• **APLIQUE A LEITURA**
1. Resuma em duas frases o texto sobre erotismo e pornografia.
2. Reescreva a parte do texto sobre erotismo e pornografia que começa em "21 abril 2022" e termina em "tratado do assunto.", substituindo "fronteira" por "divisa".

• **TRECHO SELECIONADO**
● ● ● ●
21 abril 2022

Erotismo e pornografia (04)

 

A pornografia e o erotismo transitam sempre em terreno marcado pelas contradições, um território não-determinado, uma fronteira entre situações opostas, a tensão entre polaridades. Ao se instalarem, o fazem sempre como uma transgressão das interdições que também são, por sua vez, parte de um conjunto de contradições. Essa impossibilidade de traçar limites preciso entre o erótico e o pornográfico é sinal de sensatez e um bom ponto de partida, tendo em vista as contradições, o jogo semântico que cerca o uso social dessas palavras, a forma dialética com a história tem tratado do assunto.

 


Como explicar as transformações os costumes, principalmente ao dissipar-se o que restava da afetada atitude de pudor herdada do século XIX. Desmoronava assim um obstáculo cuja força não deve ser subestimada. Quando eu era estudante, quase todos os meus mestres, tenho certeza, teriam sentido um tanto embaraçados em desenvolver diante de nós certos temas. Não parecia decente perder tempo com tais assunto. O que envergonhava nossas mães já não envergonha nossos filhos. Aí está a ruptura. Com uma violência que deixou atônito cada um e nós, desmoronaram debaixo de nossos olhos estruturas erguidas há séculos para ordenar as relações entre sexos. As proibições caíram. Os corpos se desnudaram. Acostumamo-nos a não mais enrubescer diante de certos temas. Certos comportamentos, outrora cuidadosamente dissimulados, começaram a ser alardeados, enquanto a conjugalidade se revestia de novas formas.

 

A revolução que, anulando disposições consagradas desde as origens da espécie humana, veio modificar de cima a baixo a divisão dos papeis e dos poderes entre os homens e as mulheres. Cada cultura, em consequência, guardou o erotismo e a pornografia forçosamente um lugar privilegiado em seu sistema, cada uma apresentando-os à sua maneira. Não é fácil estabelecer o limite entre erotismo e pornografia, na medida em que ele varia com as épocas e segundo os indivíduos.
● ● ● ●
(Entradas salvas)
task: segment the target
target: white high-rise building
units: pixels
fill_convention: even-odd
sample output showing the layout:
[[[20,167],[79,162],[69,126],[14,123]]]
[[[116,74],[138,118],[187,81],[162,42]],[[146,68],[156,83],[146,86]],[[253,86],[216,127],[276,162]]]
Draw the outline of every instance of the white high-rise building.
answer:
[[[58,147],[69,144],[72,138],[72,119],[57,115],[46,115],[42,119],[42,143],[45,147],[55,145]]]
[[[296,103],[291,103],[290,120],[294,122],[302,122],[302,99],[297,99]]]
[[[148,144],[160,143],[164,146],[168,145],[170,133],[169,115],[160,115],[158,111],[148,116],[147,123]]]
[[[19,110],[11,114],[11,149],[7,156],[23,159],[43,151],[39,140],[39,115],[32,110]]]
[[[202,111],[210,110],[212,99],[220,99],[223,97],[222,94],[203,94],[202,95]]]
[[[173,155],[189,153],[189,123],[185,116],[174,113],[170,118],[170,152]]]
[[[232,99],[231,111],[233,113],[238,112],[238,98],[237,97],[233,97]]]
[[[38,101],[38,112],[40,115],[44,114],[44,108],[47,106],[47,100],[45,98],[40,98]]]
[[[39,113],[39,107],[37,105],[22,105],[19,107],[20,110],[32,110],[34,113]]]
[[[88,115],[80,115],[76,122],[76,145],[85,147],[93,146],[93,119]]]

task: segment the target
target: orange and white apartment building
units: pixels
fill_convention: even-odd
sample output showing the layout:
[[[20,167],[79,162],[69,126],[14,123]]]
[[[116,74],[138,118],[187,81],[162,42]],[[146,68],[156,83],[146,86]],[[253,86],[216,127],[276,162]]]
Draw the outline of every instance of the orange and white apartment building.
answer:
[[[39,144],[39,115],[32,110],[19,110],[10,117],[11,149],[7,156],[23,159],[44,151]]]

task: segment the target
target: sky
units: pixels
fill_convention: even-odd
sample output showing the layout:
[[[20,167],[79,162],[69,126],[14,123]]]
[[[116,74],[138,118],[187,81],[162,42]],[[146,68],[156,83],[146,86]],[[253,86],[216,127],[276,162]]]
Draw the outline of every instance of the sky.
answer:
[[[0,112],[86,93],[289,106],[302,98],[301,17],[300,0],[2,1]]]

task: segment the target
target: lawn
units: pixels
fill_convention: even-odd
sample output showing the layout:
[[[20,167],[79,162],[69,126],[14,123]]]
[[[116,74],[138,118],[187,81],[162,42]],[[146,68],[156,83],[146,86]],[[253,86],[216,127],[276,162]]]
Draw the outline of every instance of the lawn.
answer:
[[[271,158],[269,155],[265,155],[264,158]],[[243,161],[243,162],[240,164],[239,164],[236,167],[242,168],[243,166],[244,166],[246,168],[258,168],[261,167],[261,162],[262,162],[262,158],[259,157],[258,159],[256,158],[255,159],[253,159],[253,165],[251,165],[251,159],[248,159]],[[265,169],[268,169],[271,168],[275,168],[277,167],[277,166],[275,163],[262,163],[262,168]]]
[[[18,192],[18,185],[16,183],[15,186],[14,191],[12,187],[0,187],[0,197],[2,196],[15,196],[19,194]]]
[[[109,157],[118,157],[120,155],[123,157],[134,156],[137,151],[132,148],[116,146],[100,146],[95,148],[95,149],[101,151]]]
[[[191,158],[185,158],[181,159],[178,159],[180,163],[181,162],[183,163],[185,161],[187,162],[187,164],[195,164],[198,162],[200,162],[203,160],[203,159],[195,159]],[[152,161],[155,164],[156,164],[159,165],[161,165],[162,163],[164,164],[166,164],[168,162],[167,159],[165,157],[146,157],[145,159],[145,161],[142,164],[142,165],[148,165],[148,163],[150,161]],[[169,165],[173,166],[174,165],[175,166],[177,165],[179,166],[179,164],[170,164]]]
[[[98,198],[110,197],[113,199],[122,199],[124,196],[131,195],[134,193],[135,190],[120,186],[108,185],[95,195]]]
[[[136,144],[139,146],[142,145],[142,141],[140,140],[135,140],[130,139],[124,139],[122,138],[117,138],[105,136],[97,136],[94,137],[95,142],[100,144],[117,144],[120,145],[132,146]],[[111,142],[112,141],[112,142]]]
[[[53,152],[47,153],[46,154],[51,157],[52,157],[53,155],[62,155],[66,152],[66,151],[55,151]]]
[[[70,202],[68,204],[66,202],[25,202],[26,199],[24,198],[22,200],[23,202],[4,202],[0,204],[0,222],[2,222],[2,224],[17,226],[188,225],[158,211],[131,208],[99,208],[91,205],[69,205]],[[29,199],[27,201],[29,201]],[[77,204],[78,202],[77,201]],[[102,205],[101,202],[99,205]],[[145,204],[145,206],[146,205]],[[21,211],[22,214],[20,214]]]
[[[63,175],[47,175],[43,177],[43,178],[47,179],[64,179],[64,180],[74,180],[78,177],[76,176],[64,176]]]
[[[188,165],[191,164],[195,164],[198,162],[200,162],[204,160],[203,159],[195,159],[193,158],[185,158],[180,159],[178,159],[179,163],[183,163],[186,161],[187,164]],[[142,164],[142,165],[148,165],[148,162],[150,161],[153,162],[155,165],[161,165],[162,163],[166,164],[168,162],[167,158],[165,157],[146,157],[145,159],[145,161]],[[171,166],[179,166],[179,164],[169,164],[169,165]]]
● ● ● ●
• **RESPOSTAS POR TAREFA**
1. O texto afirma que o erotismo e a pornografia transitam num terreno marcado por contradições e que não é fácil estabelecer o limite entre eles, pois esse limite varia com as épocas e segundo os indivíduos. Também descreve uma ruptura nos costumes, com a queda das proibições e o desmoronamento das estruturas erguidas há séculos para ordenar as relações entre os sexos.

2.
21 abril 2022

Erotismo e pornografia (04)

 

A pornografia e o erotismo transitam sempre em terreno marcado pelas contradições, um território não-determinado, uma divisa entre situações opostas, a tensão entre polaridades. Ao se instalarem, o fazem sempre como uma transgressão das interdições que também são, por sua vez, parte de um conjunto de contradições. Essa impossibilidade de traçar limites preciso entre o erótico e o pornográfico é sinal de sensatez e um bom ponto de partida, tendo em vista as contradições, o jogo semântico que cerca o uso social dessas palavras, a forma dialética com a história tem tratado do assunto.